Data for analysis Start Marker

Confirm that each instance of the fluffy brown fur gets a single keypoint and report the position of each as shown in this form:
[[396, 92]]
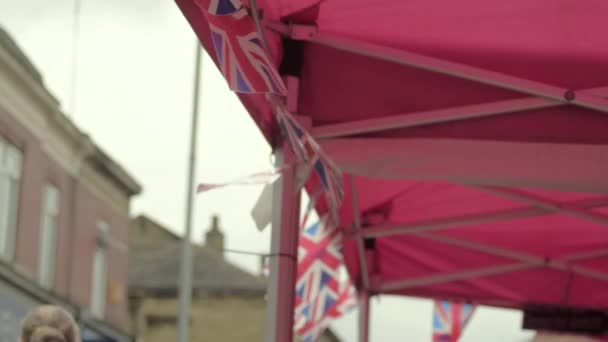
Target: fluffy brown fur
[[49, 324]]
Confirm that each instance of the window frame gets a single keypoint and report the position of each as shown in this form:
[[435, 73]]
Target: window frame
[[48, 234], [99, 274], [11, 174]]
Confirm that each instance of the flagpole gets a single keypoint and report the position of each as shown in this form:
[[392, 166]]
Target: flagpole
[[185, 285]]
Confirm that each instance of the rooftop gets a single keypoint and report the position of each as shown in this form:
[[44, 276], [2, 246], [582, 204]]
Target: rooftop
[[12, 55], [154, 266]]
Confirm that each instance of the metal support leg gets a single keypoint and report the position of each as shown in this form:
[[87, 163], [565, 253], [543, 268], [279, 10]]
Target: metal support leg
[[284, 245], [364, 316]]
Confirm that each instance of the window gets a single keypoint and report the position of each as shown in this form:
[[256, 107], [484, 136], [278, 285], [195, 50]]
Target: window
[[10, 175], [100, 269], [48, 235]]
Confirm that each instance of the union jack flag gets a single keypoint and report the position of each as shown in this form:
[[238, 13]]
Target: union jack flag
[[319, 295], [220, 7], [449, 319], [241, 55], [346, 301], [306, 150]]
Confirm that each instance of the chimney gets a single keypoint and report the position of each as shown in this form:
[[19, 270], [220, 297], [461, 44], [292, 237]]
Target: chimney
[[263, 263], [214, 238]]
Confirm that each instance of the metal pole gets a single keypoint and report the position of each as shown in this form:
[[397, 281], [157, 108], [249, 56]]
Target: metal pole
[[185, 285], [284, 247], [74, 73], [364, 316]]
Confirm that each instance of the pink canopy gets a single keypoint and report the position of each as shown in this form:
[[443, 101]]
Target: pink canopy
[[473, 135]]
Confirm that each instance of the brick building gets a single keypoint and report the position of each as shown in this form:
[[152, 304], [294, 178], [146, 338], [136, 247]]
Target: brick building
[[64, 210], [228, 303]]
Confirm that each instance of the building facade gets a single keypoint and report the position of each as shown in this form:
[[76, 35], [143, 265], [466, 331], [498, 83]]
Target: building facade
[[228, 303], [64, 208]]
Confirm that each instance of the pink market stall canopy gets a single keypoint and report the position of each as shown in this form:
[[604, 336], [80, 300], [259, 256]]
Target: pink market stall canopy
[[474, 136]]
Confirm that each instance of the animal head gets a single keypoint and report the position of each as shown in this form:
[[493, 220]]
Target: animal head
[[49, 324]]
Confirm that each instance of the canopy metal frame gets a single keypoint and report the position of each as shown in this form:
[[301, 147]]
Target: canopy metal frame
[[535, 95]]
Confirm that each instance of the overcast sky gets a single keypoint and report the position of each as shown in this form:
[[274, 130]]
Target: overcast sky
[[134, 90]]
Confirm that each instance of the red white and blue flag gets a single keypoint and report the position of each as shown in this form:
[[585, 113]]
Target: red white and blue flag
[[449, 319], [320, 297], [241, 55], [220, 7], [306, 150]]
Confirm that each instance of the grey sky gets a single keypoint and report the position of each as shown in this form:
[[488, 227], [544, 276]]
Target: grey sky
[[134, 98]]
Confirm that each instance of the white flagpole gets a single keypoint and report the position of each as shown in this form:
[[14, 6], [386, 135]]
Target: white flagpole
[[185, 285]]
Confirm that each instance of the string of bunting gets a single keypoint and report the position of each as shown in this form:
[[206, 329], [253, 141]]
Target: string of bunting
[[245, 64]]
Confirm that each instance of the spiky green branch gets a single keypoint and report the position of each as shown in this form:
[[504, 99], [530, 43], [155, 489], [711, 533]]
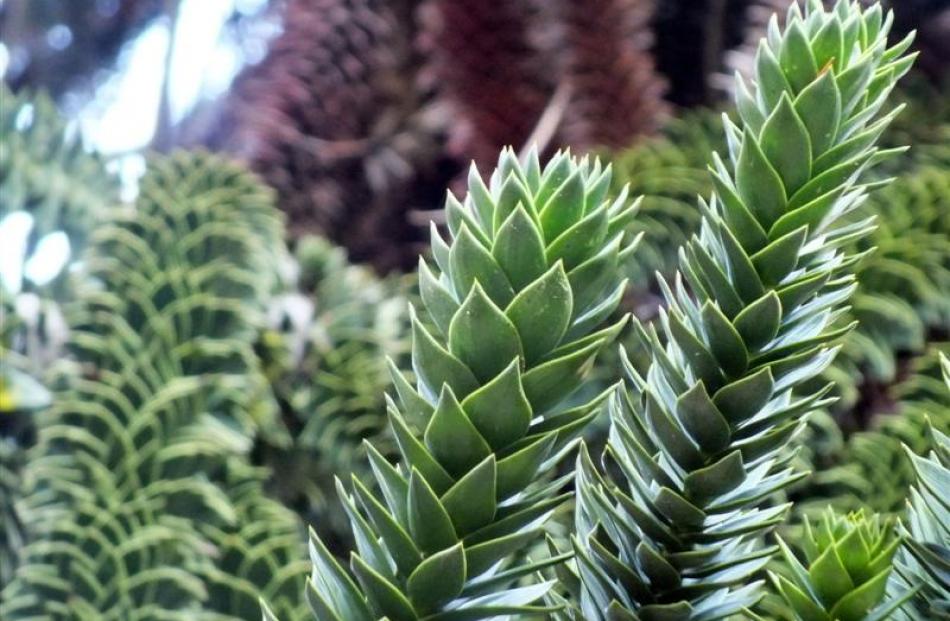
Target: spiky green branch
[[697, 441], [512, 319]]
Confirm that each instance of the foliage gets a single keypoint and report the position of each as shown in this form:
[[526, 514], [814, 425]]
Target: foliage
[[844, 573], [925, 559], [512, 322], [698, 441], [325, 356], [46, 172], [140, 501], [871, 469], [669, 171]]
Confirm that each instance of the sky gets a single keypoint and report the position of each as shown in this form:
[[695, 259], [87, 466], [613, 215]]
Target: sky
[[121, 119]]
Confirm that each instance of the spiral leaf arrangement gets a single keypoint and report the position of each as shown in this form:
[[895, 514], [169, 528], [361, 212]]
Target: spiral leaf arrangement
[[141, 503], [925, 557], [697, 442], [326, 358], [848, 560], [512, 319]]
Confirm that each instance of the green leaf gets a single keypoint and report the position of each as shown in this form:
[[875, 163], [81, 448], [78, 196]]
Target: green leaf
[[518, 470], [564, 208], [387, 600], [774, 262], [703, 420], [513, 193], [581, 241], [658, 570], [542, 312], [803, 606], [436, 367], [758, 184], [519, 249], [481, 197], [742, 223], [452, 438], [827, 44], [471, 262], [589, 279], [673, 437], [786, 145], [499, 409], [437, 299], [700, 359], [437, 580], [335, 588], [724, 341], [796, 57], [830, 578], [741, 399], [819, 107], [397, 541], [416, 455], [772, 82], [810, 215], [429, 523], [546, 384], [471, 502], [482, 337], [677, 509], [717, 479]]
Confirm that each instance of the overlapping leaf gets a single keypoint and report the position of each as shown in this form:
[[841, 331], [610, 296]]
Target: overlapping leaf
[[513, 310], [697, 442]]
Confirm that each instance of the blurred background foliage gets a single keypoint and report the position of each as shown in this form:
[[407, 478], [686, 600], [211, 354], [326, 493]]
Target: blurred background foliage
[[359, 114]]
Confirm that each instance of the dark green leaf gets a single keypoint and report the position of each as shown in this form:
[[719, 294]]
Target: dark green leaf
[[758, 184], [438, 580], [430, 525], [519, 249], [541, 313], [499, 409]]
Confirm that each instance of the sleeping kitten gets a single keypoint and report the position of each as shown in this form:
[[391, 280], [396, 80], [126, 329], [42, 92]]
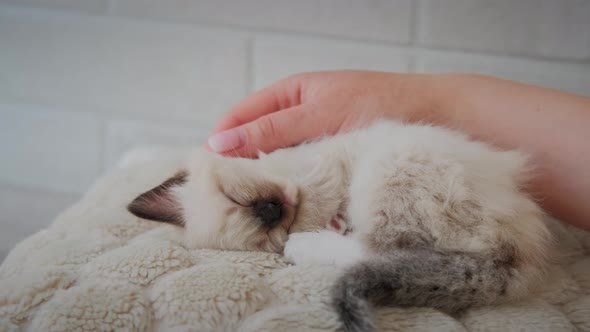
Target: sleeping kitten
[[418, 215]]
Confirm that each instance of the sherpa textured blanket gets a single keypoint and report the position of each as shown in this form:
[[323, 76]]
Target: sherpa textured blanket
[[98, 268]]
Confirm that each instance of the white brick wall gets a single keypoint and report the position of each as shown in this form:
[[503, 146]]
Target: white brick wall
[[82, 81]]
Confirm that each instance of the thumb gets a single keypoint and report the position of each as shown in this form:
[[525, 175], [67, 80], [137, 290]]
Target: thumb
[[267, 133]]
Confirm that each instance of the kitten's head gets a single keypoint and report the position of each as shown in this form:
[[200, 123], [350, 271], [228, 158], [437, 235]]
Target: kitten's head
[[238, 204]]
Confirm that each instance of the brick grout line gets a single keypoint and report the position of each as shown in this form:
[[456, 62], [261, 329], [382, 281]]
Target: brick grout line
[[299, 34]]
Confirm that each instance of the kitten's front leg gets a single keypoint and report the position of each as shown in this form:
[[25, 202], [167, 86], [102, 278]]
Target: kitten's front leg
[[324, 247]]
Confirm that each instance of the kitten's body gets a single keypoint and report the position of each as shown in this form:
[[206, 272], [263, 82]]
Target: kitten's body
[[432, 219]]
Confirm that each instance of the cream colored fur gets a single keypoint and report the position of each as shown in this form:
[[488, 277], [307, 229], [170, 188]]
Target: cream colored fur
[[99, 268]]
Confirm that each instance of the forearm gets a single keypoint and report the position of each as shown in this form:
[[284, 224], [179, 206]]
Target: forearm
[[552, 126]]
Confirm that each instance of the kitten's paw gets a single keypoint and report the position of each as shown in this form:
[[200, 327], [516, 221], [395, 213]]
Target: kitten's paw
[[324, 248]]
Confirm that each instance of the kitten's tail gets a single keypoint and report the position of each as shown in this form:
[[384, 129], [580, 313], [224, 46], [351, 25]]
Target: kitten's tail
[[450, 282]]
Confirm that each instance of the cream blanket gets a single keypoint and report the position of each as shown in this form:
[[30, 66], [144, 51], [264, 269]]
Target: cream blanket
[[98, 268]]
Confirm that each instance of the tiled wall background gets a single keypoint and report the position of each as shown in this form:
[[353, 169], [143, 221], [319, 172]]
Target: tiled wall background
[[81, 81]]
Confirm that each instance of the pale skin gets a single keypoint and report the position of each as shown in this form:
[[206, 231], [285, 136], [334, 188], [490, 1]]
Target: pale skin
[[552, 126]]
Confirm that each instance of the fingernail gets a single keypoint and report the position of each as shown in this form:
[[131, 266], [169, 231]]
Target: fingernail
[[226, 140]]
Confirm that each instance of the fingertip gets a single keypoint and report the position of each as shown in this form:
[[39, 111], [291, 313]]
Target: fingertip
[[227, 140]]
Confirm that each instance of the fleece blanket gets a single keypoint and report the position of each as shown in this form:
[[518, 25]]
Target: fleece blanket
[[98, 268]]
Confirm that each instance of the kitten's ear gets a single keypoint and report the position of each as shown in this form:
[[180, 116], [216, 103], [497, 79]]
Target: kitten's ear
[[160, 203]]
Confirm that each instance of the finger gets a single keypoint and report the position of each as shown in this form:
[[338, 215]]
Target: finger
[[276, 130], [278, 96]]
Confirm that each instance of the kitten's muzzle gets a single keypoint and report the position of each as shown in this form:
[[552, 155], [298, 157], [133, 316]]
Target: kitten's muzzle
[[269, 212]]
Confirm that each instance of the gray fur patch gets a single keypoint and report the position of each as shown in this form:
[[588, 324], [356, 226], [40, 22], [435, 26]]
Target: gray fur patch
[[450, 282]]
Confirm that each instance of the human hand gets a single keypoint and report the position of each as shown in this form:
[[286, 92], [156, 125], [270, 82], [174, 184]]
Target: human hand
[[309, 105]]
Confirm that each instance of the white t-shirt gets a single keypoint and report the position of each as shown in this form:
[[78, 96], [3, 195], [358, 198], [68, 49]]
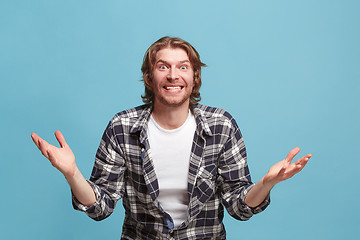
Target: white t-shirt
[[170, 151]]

Data for analysis End Marker
Data for analysis Start Marker

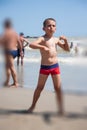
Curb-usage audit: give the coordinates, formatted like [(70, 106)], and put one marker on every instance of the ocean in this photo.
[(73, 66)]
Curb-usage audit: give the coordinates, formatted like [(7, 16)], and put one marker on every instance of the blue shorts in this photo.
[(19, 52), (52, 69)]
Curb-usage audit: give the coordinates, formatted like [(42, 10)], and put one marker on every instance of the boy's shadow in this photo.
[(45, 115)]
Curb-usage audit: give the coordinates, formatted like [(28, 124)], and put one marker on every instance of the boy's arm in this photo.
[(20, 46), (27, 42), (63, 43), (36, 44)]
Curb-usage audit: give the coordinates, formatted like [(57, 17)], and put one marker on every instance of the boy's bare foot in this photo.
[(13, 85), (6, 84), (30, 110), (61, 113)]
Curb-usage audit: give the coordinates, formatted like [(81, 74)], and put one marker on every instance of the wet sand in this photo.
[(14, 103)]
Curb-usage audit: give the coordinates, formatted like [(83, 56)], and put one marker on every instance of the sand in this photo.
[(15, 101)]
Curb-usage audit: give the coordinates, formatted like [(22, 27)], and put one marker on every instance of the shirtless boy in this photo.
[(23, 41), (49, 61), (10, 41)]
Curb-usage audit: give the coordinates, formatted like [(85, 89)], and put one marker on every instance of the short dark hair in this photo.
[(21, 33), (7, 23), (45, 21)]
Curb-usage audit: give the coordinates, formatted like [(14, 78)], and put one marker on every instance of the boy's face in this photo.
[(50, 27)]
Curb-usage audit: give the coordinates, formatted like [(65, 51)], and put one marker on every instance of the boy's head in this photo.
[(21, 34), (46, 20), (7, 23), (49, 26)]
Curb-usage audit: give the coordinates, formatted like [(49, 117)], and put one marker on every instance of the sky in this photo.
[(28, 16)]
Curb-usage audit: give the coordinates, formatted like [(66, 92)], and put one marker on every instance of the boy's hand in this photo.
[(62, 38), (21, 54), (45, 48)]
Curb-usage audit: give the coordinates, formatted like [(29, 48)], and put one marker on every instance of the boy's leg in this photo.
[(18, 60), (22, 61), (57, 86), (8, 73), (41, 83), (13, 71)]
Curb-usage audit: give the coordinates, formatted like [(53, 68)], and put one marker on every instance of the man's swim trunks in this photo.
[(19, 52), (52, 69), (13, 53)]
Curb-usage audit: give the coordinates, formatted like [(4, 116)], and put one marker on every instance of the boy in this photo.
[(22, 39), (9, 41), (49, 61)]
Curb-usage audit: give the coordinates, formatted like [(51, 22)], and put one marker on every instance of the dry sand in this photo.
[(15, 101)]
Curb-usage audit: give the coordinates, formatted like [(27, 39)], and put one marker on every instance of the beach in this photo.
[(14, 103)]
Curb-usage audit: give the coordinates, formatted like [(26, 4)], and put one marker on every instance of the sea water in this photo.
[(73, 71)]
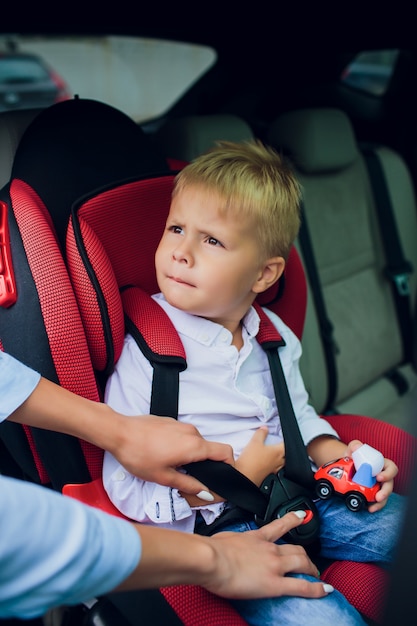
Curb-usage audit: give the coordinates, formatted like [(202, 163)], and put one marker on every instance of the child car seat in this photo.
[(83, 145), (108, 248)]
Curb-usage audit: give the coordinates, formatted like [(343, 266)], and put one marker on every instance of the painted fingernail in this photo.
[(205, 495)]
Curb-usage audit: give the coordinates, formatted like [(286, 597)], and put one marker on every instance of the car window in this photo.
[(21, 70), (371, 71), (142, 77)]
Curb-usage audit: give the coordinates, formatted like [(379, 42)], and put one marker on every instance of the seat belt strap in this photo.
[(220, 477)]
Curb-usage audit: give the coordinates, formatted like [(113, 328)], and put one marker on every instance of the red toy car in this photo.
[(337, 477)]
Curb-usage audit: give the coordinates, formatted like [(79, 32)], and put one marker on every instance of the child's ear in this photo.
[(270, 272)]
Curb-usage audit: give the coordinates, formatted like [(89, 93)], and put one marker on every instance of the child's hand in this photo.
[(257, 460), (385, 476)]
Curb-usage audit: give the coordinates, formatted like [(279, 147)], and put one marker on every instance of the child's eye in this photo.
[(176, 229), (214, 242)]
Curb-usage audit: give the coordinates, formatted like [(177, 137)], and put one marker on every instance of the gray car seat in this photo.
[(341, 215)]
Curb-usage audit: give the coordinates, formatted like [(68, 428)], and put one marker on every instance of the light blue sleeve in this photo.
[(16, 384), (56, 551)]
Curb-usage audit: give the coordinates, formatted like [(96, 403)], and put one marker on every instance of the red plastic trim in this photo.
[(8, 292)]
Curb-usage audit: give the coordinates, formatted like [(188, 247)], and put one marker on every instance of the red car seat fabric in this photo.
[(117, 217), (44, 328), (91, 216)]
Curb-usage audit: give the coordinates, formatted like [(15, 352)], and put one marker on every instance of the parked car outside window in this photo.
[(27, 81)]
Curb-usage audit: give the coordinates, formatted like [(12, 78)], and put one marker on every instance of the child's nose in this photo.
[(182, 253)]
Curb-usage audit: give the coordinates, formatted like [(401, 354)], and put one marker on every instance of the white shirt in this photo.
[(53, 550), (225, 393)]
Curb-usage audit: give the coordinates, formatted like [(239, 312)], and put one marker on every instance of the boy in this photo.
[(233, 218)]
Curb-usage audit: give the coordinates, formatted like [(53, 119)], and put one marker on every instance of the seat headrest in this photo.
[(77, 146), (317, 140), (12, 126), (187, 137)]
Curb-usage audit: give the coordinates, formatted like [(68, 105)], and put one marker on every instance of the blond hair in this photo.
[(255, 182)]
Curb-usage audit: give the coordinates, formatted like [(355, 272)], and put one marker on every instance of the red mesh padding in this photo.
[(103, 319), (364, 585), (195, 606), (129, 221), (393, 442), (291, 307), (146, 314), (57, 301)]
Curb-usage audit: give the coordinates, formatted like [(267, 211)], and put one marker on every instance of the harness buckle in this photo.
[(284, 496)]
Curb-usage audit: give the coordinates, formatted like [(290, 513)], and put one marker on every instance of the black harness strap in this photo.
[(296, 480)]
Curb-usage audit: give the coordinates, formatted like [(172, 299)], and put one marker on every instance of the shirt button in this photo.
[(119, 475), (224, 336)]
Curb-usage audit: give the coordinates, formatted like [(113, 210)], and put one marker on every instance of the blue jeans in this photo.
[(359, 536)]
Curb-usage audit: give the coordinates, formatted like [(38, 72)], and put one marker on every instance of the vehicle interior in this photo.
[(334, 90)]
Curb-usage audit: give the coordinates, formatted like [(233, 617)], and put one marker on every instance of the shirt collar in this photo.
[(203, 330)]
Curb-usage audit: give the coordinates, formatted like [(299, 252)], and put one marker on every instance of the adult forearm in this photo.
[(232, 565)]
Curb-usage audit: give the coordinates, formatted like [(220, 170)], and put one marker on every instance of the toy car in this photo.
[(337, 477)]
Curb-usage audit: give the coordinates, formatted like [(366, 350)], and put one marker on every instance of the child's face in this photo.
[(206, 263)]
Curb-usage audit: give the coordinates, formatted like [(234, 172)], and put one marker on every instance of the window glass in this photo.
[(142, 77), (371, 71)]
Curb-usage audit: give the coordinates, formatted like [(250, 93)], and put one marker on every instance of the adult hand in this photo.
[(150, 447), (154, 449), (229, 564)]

Data for analysis End Marker

Work required: Exactly reproduce the lines above, starting at the one that contains "[[391, 280], [396, 80], [126, 329], [42, 92]]" and ending at the one that contains "[[503, 146]]", both inclusive; leave the pictures out and add no other lines.

Problem solution:
[[391, 280], [396, 80], [126, 329], [42, 92]]
Target: sleeping kitten
[[418, 215]]
Confirm that each instance of the sherpa textured blanket gets a single keypoint and report the position of each as shown in this form:
[[323, 76]]
Target: sherpa textured blanket
[[98, 268]]
Confirm that each instance of the white brick wall gets a single keypoint and report the position of each as shown in this form:
[[503, 146]]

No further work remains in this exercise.